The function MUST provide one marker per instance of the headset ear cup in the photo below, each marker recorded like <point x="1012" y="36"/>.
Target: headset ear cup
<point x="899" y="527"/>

☆ ☆ ☆ ☆

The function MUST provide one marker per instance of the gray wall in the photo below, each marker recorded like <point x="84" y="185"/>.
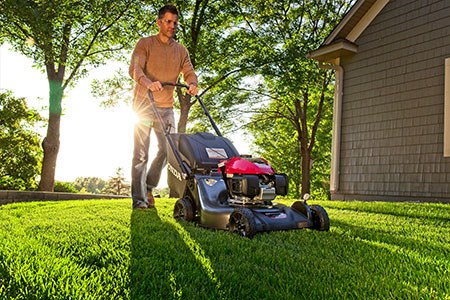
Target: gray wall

☆ ☆ ☆ ☆

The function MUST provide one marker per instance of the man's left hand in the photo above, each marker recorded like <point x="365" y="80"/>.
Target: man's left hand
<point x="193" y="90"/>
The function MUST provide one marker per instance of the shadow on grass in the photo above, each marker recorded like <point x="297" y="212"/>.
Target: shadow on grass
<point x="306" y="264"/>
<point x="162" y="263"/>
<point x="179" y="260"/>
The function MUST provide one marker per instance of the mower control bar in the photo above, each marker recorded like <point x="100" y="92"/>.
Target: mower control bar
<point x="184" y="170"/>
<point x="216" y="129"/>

☆ ☆ ☆ ☆

# GOAL OF THE EXERCISE:
Rewrite the entries starting at the line that contains "The function MUST provide one marker per instance of the gray" and ending at the line that contains "Target: gray wall", replacing "photo" with "image" and keeping everything else the same. Leave out any pictures.

# EXPECTED ANSWER:
The function MUST provide one marker per instance of the gray wall in the image below, each marker recorded like <point x="84" y="185"/>.
Target: gray wall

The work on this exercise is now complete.